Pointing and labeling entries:
------------------------
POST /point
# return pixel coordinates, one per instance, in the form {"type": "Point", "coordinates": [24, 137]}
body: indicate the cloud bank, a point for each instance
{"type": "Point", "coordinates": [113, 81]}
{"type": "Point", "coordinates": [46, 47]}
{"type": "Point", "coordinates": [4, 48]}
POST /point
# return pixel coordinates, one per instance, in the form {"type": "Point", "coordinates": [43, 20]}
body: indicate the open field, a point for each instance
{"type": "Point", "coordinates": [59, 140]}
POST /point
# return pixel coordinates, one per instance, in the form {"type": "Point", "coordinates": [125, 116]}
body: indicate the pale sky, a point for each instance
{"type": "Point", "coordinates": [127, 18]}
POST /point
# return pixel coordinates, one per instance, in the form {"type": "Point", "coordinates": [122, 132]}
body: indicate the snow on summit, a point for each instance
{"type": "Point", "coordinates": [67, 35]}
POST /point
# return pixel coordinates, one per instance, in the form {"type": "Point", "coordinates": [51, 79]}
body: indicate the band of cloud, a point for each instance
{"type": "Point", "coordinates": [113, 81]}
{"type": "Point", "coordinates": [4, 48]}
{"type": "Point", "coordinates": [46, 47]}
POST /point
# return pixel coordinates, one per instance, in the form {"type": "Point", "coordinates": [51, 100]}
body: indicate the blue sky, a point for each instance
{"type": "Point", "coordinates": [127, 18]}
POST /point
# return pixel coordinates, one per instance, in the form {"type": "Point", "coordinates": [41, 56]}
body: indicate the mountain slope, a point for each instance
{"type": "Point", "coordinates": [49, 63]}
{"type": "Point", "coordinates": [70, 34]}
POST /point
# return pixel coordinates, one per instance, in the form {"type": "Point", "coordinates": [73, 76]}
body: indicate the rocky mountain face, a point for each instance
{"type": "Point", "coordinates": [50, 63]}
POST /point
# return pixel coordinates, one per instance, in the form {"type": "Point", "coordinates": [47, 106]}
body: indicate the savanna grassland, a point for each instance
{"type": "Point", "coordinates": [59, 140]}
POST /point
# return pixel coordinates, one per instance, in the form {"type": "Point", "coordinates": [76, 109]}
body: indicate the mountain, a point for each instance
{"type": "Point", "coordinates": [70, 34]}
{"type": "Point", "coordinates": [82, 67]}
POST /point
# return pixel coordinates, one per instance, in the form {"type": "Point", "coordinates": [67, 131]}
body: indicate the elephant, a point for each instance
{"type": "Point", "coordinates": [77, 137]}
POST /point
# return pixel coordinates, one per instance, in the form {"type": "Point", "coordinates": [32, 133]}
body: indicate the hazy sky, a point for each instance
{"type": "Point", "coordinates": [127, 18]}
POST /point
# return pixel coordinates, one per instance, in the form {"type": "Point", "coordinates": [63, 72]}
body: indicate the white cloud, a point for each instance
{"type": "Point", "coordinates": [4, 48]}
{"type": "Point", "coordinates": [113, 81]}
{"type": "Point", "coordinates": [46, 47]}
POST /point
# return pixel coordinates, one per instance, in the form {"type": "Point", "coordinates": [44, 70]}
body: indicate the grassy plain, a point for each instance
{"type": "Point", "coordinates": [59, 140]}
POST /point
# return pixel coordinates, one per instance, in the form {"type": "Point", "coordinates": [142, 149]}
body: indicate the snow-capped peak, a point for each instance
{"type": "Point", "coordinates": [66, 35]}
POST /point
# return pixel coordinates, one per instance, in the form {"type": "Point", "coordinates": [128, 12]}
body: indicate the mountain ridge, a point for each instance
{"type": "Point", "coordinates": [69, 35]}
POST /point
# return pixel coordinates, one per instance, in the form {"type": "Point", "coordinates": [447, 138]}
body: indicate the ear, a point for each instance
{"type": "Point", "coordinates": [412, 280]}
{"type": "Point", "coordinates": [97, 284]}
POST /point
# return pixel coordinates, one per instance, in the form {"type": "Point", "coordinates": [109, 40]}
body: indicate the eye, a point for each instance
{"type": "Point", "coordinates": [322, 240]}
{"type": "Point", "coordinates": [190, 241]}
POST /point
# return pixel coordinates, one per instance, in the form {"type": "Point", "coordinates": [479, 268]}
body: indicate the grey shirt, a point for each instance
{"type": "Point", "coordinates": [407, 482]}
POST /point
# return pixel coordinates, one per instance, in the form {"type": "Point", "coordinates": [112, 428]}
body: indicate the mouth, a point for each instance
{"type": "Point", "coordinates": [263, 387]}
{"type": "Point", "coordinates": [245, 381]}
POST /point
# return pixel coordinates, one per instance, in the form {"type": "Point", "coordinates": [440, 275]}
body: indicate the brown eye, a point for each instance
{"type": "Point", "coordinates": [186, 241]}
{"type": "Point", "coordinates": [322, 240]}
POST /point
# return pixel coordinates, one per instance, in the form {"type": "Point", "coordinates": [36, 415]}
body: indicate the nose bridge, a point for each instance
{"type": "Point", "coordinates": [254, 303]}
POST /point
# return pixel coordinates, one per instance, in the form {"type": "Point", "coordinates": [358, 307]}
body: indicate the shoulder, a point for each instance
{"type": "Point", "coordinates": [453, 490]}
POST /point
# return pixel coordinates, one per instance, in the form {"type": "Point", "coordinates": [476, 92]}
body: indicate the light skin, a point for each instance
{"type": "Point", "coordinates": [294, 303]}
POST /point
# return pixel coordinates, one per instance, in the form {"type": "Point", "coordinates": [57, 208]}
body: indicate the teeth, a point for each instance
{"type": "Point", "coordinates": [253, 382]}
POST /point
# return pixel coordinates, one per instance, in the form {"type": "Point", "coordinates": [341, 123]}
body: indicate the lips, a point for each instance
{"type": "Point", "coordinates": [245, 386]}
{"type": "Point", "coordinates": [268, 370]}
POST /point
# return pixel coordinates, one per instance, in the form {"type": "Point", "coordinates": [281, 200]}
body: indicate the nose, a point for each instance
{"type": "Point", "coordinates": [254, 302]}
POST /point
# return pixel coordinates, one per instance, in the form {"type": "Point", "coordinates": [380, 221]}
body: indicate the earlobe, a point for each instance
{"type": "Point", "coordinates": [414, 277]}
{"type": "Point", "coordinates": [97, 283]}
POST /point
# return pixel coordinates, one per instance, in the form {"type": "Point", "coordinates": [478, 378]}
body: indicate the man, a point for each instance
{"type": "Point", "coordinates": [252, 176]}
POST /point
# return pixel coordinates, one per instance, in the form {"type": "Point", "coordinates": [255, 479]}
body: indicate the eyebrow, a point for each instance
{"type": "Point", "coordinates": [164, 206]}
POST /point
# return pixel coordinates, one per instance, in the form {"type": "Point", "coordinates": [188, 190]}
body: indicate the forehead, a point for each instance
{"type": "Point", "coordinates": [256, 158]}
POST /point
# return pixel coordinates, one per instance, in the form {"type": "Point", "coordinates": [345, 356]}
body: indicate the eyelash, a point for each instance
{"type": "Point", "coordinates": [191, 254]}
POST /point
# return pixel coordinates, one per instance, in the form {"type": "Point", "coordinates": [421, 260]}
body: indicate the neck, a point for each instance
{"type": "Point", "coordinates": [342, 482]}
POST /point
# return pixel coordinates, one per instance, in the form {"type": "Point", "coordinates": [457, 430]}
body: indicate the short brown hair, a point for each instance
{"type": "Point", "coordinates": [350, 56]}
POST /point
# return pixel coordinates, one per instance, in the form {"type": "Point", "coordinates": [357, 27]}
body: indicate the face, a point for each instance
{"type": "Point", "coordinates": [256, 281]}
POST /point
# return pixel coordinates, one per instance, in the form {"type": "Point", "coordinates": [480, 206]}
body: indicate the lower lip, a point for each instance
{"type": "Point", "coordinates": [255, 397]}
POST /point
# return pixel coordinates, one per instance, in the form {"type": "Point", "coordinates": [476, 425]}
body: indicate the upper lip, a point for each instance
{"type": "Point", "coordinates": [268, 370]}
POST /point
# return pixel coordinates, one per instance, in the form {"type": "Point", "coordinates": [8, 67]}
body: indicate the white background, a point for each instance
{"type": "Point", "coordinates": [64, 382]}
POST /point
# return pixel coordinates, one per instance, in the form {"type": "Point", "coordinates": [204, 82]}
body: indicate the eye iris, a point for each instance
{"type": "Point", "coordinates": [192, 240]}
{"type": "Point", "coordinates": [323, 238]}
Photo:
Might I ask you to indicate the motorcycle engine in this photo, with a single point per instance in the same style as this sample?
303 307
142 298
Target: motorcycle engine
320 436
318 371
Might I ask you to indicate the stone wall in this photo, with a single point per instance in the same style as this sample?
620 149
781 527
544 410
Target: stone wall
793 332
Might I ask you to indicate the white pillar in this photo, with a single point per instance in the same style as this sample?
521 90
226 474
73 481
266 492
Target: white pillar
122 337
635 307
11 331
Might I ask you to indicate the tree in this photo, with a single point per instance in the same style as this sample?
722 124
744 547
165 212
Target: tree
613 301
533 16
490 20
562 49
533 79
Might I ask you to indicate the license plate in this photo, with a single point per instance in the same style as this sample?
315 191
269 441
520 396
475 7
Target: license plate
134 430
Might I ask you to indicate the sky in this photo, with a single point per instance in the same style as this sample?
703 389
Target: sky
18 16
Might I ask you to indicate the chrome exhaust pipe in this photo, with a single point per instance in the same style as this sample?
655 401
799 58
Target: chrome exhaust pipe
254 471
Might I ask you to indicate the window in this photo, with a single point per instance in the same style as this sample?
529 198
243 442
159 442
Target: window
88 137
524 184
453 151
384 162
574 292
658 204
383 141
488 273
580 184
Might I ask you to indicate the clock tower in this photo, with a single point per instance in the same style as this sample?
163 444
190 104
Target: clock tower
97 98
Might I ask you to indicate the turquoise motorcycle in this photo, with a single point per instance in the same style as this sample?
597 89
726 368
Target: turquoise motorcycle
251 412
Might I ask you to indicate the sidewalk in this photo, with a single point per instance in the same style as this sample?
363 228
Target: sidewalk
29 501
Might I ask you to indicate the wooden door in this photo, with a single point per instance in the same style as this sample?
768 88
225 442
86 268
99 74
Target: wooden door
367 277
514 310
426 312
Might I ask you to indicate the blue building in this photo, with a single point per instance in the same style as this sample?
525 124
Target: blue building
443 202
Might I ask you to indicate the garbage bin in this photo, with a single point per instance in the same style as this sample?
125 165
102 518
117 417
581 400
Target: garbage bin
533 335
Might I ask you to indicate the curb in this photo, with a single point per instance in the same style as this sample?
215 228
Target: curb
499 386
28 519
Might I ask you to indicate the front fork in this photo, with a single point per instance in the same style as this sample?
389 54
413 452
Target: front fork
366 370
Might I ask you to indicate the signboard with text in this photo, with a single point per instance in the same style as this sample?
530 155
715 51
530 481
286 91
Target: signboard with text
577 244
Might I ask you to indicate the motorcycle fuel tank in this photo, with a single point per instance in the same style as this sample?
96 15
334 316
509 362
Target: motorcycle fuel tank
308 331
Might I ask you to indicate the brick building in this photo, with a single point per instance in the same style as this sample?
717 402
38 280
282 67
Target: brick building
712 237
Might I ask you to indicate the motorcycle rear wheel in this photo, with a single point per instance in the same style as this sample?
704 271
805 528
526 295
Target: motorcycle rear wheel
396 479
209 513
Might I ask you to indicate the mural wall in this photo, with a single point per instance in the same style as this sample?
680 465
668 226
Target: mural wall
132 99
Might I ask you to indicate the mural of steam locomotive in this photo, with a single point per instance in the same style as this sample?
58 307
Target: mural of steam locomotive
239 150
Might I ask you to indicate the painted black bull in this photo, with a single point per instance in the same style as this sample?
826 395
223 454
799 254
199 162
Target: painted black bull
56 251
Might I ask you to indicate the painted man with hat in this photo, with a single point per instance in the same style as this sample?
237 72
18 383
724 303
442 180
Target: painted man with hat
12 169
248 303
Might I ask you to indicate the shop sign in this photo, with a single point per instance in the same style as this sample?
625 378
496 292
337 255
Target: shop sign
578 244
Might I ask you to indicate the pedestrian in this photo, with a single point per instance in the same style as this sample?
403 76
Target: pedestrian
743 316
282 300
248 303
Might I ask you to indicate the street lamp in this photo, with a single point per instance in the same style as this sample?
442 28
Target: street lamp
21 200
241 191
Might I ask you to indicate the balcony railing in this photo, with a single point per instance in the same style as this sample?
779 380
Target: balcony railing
------------------------
TASK GOAL -> Rewrite everything from the line containing "Might I ask you to indicate the balcony" down to the end of the data, swapping "balcony railing" for "iron fence" wherever it occurs and leaving all else unchanged.

THE RESULT ->
Might I ask you to indicate the iron fence in this photo, with a single point per instance in the same style as this sample?
779 380
Target: iron fence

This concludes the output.